▸ Actions to take:
[1] In the article about Hocker's course at Groveland Correctional Facility, which book does Colunio say particularly resonated with him?
[2] Write the next part of the article about Hocker's course at Groveland Correctional Facility, picking up after its final sentence.

▸ Extracted text:
= = = = = = =

Although she didn’t get to personally engage with her students, Hocker says that through the structure of the course, she was still able to get to know them as students, thinkers, and scholars.
“If there’s a lesson here, it’s to never underestimate someone’s funds of knowledge,” said Hocker. “It was interesting how much they could tie into the material as a patient, as a caregiver, or family member. They understood the importance of holistic connections and seeing someone in a whole different light aside from the biases, perceptions, and misperceptions that can impact care.”
For Dylan Colunio, the associate degree program at Groveland Correctional Facility changed his life.
Colunio chose Hocker’s class from a list of electives, assuming it was an in-depth mixture of anthropology, history, and religion. Instead, Hocker introduced Colunio and the other students to different ways to communicate and relate to others, he said.
The Spirit Catches You and You Fall Down by Anne Fadiman was one of the books that particularly resonated with Colunio. The book is a spiritual telling of a young girl born to a family of Hmong immigrants who started showing symptoms of epilepsy. The Hmong culture believes that epilepsy is a reunion between the soul and body, but doctors tried to intervene with medical care causing a cultural divide.
“That story stuck with me because it helped me understand expectations for how to support and communicate with one of my best friends as he grieved the loss of his mother,” said Colunio. “Sometimes the expectation when someone is grieving is to talk about it, but I learned that being there for someone doesn’t mean you have to say anything at all.”
Colunio, however, struggled with his own expectations when it came to life after prison.
“I lost everything. I lost my house and cars. In prison you keep thinking about all of the things you have to do when you get out. Being able to understand people who might be going through the same thing helps. Once you’re released you keep thinking—how can I get myself to the point I was before I got locked up? You have to make up for lost time. I had such bad anxiety when I was released because I didn’t know what I was going to do.”

= = = = = = =

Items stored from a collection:
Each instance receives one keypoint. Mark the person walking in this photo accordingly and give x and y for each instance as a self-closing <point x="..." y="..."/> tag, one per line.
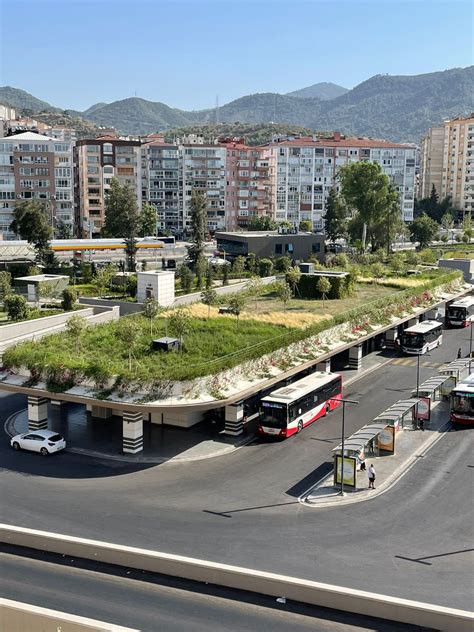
<point x="371" y="474"/>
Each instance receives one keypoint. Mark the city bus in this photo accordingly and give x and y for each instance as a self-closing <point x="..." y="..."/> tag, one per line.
<point x="462" y="402"/>
<point x="460" y="312"/>
<point x="288" y="409"/>
<point x="422" y="337"/>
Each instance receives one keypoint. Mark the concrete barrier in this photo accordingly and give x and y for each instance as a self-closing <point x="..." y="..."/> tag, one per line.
<point x="20" y="617"/>
<point x="306" y="591"/>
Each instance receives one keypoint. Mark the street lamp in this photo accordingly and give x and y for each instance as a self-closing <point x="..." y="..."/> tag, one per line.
<point x="344" y="401"/>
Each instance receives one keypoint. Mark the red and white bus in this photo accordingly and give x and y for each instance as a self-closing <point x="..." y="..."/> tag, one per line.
<point x="459" y="313"/>
<point x="462" y="402"/>
<point x="288" y="409"/>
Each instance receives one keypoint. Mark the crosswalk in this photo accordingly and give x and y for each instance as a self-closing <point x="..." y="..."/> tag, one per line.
<point x="413" y="362"/>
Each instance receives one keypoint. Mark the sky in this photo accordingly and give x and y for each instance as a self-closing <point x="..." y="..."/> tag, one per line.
<point x="185" y="53"/>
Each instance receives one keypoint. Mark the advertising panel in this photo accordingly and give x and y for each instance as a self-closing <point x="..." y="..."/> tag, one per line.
<point x="423" y="408"/>
<point x="386" y="439"/>
<point x="349" y="470"/>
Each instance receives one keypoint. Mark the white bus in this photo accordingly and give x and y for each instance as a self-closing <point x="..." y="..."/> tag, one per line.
<point x="460" y="312"/>
<point x="288" y="409"/>
<point x="422" y="337"/>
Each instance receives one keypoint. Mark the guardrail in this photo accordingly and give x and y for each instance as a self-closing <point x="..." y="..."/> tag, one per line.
<point x="296" y="589"/>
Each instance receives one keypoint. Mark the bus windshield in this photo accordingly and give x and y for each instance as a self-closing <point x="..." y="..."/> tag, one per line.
<point x="463" y="403"/>
<point x="413" y="340"/>
<point x="274" y="415"/>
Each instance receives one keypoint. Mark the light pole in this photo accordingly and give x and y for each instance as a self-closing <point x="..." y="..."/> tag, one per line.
<point x="344" y="402"/>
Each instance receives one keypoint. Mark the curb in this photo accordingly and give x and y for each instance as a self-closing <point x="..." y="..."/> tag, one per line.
<point x="390" y="482"/>
<point x="9" y="428"/>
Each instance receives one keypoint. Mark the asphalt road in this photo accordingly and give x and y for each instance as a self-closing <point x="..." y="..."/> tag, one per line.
<point x="243" y="509"/>
<point x="149" y="602"/>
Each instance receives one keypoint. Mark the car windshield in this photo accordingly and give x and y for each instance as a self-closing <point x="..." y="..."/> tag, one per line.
<point x="413" y="340"/>
<point x="463" y="404"/>
<point x="273" y="415"/>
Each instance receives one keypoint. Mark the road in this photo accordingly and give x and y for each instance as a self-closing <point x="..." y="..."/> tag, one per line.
<point x="151" y="602"/>
<point x="242" y="509"/>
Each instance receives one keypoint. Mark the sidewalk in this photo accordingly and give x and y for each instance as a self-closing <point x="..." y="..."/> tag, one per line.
<point x="410" y="445"/>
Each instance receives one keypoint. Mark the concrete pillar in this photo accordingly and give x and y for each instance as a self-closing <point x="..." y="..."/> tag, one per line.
<point x="355" y="357"/>
<point x="132" y="432"/>
<point x="37" y="413"/>
<point x="324" y="366"/>
<point x="101" y="412"/>
<point x="391" y="336"/>
<point x="234" y="419"/>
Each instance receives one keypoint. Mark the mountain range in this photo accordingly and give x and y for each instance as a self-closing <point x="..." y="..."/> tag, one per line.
<point x="399" y="108"/>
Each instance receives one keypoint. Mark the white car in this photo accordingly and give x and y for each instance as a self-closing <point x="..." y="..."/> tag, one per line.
<point x="43" y="441"/>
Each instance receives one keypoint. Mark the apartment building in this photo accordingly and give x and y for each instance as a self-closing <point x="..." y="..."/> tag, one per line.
<point x="34" y="166"/>
<point x="96" y="162"/>
<point x="447" y="162"/>
<point x="203" y="170"/>
<point x="247" y="183"/>
<point x="303" y="171"/>
<point x="162" y="182"/>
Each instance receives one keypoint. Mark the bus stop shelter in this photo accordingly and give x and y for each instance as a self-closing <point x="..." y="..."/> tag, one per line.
<point x="397" y="414"/>
<point x="438" y="385"/>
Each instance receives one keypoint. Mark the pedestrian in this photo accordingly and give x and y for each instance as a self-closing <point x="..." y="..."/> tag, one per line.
<point x="371" y="474"/>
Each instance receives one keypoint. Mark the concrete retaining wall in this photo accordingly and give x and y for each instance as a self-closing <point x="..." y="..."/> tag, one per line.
<point x="315" y="593"/>
<point x="20" y="617"/>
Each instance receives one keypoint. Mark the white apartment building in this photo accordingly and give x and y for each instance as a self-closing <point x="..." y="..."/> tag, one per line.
<point x="34" y="166"/>
<point x="303" y="171"/>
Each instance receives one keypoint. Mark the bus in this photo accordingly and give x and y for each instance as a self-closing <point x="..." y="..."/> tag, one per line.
<point x="462" y="402"/>
<point x="288" y="409"/>
<point x="460" y="312"/>
<point x="422" y="337"/>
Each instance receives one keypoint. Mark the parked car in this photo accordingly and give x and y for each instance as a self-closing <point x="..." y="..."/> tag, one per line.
<point x="43" y="441"/>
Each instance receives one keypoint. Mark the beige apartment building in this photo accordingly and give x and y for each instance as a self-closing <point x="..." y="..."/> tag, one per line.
<point x="447" y="161"/>
<point x="96" y="162"/>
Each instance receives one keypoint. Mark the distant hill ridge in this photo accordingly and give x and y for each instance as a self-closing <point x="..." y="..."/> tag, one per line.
<point x="399" y="108"/>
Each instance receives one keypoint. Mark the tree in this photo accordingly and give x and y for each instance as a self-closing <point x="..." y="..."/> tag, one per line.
<point x="283" y="264"/>
<point x="238" y="266"/>
<point x="76" y="327"/>
<point x="69" y="299"/>
<point x="265" y="267"/>
<point x="209" y="298"/>
<point x="237" y="305"/>
<point x="16" y="307"/>
<point x="103" y="278"/>
<point x="423" y="230"/>
<point x="186" y="278"/>
<point x="306" y="226"/>
<point x="198" y="228"/>
<point x="335" y="223"/>
<point x="5" y="284"/>
<point x="31" y="220"/>
<point x="262" y="223"/>
<point x="284" y="293"/>
<point x="122" y="218"/>
<point x="148" y="220"/>
<point x="293" y="277"/>
<point x="151" y="310"/>
<point x="128" y="331"/>
<point x="367" y="190"/>
<point x="180" y="323"/>
<point x="324" y="286"/>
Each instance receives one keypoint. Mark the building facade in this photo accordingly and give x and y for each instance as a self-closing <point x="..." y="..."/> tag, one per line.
<point x="304" y="170"/>
<point x="96" y="163"/>
<point x="36" y="167"/>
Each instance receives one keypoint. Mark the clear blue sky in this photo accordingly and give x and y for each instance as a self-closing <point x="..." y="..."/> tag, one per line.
<point x="74" y="53"/>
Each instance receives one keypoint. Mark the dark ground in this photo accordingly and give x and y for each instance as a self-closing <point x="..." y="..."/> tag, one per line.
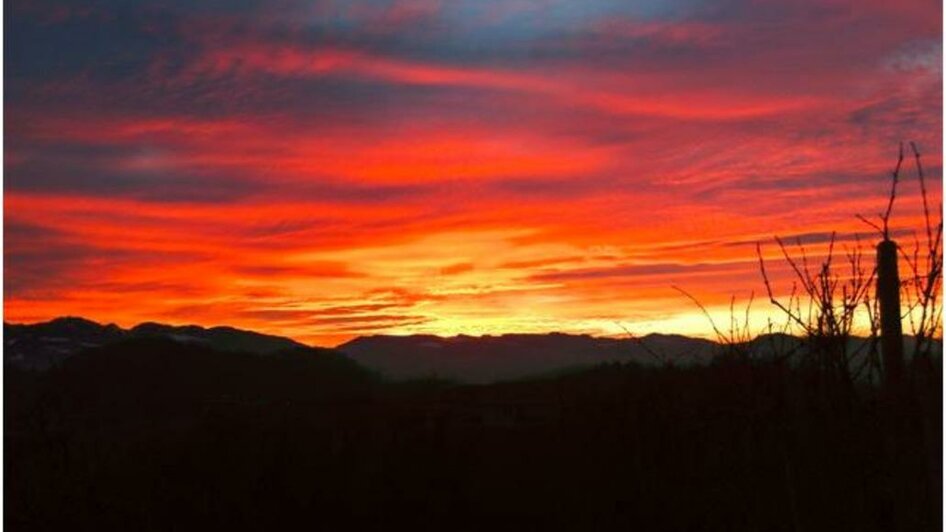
<point x="153" y="435"/>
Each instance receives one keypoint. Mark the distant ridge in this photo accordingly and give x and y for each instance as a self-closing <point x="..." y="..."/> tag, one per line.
<point x="39" y="346"/>
<point x="462" y="358"/>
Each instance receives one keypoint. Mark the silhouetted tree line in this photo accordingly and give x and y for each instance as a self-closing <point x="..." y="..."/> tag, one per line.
<point x="156" y="435"/>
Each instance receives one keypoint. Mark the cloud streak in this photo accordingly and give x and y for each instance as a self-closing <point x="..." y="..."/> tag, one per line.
<point x="328" y="169"/>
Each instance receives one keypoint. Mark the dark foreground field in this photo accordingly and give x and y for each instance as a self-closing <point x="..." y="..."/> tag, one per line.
<point x="154" y="435"/>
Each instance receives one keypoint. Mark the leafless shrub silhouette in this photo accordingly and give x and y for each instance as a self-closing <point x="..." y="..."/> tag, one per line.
<point x="825" y="307"/>
<point x="921" y="285"/>
<point x="924" y="280"/>
<point x="735" y="343"/>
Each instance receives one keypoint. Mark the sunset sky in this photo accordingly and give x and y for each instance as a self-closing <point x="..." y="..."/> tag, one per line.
<point x="328" y="169"/>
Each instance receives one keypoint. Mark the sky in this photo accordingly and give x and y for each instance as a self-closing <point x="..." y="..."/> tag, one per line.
<point x="328" y="169"/>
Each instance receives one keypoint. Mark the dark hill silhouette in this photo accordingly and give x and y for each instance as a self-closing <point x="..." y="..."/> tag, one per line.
<point x="513" y="356"/>
<point x="472" y="359"/>
<point x="156" y="434"/>
<point x="43" y="345"/>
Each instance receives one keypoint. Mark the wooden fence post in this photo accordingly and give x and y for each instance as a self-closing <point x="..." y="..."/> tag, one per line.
<point x="891" y="329"/>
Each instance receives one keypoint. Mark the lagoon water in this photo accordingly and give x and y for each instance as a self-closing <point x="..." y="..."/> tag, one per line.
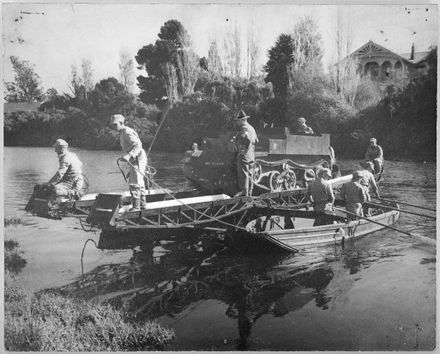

= = = = = = =

▸ Expected results:
[1] The Spirit Catches You and You Fall Down by Anne Fadiman.

[2]
But within days of being released, Colunio landed a full-time job working at Hyundai Mobis, a manufacturing facility. In fact, his employer saw he was college educated and offered to give him money to go back to school. He was also given the opportunity to get certified in welding through Georgia Institute of Technology, as well as additional training and computer classes.
“They saw I was trying to better myself and make the most out of a bad situation. I wish I could go back and tell everyone at Groveland my experience and tell them to take classes because it just shows potential,” he said.
“The whole experience changed my life,” he said, “That little time in the classroom goes a long way. It keeps your mind off what’s happening in there. I felt Kristin and other professors cared about me and that I could better myself and be a member of the community.”
“I could’ve headed down a different path, and I didn’t. Going into a classroom takes you away from the bad. It bounces you back to what matters. It just changes your survival and perspective. If I can maintain a 4.0 in college, then I can do anything. I just have to put my mind to it.”
At the end of the semester, Hocker reflected on how grateful she was to have the opportunity to support the students’ educational ventures, whether they completed a degree or enrolled in education after their release or not. She hopes to continue teaching with REJI.
“Being a part of the REJI project as a faculty member meant I was constantly learning about decarceration and abolition,” she said. “You can’t help but think about the idea of the power of knowledge and education, and who we share that power with. The more opportunities that are provided to people, the more opportunities they have to thrive instead of survive.”